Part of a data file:
--- BEGIN ---

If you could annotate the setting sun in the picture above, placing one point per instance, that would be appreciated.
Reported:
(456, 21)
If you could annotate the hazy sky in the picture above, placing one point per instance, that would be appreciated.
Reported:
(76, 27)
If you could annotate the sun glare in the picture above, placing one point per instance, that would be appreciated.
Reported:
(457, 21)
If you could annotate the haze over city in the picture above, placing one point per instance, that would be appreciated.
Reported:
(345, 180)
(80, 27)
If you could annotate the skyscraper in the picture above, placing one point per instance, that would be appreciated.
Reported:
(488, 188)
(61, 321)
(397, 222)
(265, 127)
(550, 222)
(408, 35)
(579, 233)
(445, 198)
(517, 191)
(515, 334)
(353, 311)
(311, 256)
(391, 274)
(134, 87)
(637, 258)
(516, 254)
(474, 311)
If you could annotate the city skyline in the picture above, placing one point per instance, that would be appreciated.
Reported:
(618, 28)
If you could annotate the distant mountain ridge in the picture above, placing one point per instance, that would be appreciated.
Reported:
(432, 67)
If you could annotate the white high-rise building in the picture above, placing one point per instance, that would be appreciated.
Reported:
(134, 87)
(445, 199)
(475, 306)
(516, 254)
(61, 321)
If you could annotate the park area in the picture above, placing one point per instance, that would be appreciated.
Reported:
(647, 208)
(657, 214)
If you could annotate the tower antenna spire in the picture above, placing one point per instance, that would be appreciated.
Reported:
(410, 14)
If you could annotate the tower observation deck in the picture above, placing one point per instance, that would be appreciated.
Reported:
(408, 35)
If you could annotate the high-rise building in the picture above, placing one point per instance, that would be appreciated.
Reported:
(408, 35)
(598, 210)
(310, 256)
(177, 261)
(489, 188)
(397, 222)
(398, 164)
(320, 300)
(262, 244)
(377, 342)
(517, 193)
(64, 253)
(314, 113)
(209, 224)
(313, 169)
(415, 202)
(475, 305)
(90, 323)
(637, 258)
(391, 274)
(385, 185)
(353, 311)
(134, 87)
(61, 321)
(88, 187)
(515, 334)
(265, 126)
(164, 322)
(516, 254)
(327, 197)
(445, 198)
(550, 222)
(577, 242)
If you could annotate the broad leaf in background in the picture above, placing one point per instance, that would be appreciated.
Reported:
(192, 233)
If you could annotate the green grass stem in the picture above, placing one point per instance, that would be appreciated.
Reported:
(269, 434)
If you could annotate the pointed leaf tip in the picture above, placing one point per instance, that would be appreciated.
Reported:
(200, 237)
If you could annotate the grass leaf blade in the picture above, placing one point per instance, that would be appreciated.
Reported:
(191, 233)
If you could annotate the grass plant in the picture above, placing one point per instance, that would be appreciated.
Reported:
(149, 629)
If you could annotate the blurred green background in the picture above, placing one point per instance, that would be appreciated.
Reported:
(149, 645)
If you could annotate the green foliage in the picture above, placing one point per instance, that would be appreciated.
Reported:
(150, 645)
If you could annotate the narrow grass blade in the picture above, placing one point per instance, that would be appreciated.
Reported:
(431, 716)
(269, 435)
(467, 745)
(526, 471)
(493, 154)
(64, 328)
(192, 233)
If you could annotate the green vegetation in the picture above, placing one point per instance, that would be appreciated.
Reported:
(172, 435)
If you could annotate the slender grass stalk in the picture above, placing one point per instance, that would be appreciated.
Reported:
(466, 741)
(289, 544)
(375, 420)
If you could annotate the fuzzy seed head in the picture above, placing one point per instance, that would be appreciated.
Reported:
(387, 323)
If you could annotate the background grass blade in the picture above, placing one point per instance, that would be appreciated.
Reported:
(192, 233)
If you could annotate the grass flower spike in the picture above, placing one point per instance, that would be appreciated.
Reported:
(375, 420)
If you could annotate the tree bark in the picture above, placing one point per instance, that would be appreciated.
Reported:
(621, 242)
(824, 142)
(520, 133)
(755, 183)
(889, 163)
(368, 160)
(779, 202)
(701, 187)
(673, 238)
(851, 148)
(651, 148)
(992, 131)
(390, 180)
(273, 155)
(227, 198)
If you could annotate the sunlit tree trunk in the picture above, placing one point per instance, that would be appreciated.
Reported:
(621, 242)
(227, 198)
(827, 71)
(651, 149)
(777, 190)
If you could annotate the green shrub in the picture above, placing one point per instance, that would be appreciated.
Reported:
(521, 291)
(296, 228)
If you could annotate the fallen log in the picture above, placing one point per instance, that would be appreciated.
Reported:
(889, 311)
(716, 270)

--- END ---

Instructions to follow –
Set down every line of the entries above again, word for word and in the same order.

Answer –
If you could annotate the setting sun in the picture above, placing one point per instance, that would be appreciated.
Reported:
(456, 21)
If you could annotate the hazy sky in the picture above, placing one point per instance, that would be appreciated.
Reported:
(76, 27)
If you could annotate the sun glare in the picture above, placing one point per instance, that would be appreciated.
Reported:
(457, 21)
If you could annotate the haze over city in the picture above, placing one point per instance, that would be appreciated.
Reported:
(345, 180)
(80, 27)
If you could annotate the skyscraper in the picture above, placing one point per instance, that would be appreciated.
Reported:
(488, 188)
(61, 321)
(397, 222)
(265, 127)
(550, 222)
(408, 35)
(579, 233)
(445, 198)
(517, 191)
(515, 334)
(353, 311)
(311, 256)
(391, 274)
(134, 87)
(637, 258)
(516, 254)
(474, 311)
If you could annotate the city skyline in the picture above, placing one point per instance, that would be appreciated.
Reported:
(618, 28)
If you could annotate the distant mountain ridge in the picture above, placing one point per instance, that would be appreciated.
Reported:
(432, 67)
If you could annotate the white high-rise building in the picture above, placing one point per instance, that would be appreciated.
Reported:
(134, 87)
(445, 199)
(475, 306)
(516, 254)
(61, 321)
If you could annotate the park area in the picture above, placing one point per instance, that would be appreciated.
Reported:
(647, 208)
(657, 214)
If you could annotate the tower antenna spire in the picture above, placing one point per instance, that would be appreciated.
Reported:
(410, 14)
If you could annotate the tower observation deck in the picture above, placing one point per instance, that would be appreciated.
Reported:
(408, 35)
If you could annotate the high-rise building in the picture above, placing one point per instance, that would be appreciated.
Reported:
(408, 35)
(598, 210)
(310, 256)
(177, 261)
(489, 188)
(397, 222)
(398, 164)
(320, 300)
(262, 244)
(377, 342)
(517, 193)
(64, 253)
(314, 113)
(209, 224)
(313, 169)
(415, 202)
(475, 305)
(90, 323)
(637, 258)
(391, 274)
(385, 185)
(353, 311)
(134, 87)
(61, 321)
(88, 187)
(515, 334)
(265, 126)
(164, 322)
(516, 254)
(327, 197)
(445, 198)
(550, 222)
(577, 242)
If you could annotate the broad leaf in background in the picture above, placing one point per instance, that would be appreciated.
Reported:
(192, 233)
If you could annotate the green grass stem in the picture above, placing one point per instance, that would be appreciated.
Reported:
(269, 434)
If you could annotate the pointed leaf tip in the picture above, placing one point per instance, that would be appreciated.
Reported:
(200, 237)
If you could annotate the grass leaf blade in the picture above, placing one point per instance, that would be appreciated.
Reported:
(191, 233)
If you could annotate the grass plant in the picture above, placing one point per instance, that would be appreciated.
Reported:
(149, 629)
If you could annotate the blurred green background in the picture above, placing one point per instance, that would be appreciated.
Reported:
(149, 645)
If you could annotate the green foliage in the picture above, placing one point per instance, that would be appreciated.
Reported:
(150, 645)
If you could annotate the narrow grass blade in the picture above, placing one point per instance, that would be appreciated.
Reported:
(431, 716)
(269, 435)
(467, 745)
(526, 471)
(493, 154)
(64, 328)
(192, 233)
If you could annotate the green vegetation in the picture above, placing one point per instance, that would be appreciated.
Reported:
(172, 435)
If you could annotate the slender grass stalk in the picture above, placing one point per instance, that would be appreciated.
Reported:
(466, 741)
(289, 544)
(375, 420)
If you could annotate the fuzzy seed head in the picture above, placing one point per instance, that would be appreciated.
Reported:
(387, 323)
If you could annotate the background grass blade in the picture above, placing one point per instance, that would be appreciated.
Reported:
(192, 233)
If you could annotate the grass flower spike in the picture above, placing one point per instance, that would be appreciated.
Reported:
(375, 420)
If you could annotate the tree bark in the picture above, placing one point per instance, that would be appreciated.
Reported:
(621, 242)
(824, 142)
(520, 133)
(755, 183)
(889, 163)
(368, 160)
(779, 202)
(701, 187)
(673, 238)
(851, 148)
(651, 148)
(992, 131)
(390, 180)
(273, 155)
(227, 198)
If you could annotate the sunlit tree trunk in the picture above, placing one point per instance, that would be appreciated.
Reported:
(621, 242)
(227, 198)
(827, 71)
(651, 149)
(777, 190)
If you could annotate the green shrub in the picture above, placing one point per instance, that would be appreciated.
Reported:
(521, 291)
(296, 228)
If you could annotate the fallen log in the picture above, placing one point per instance, that would be appreciated.
Reported:
(889, 311)
(716, 270)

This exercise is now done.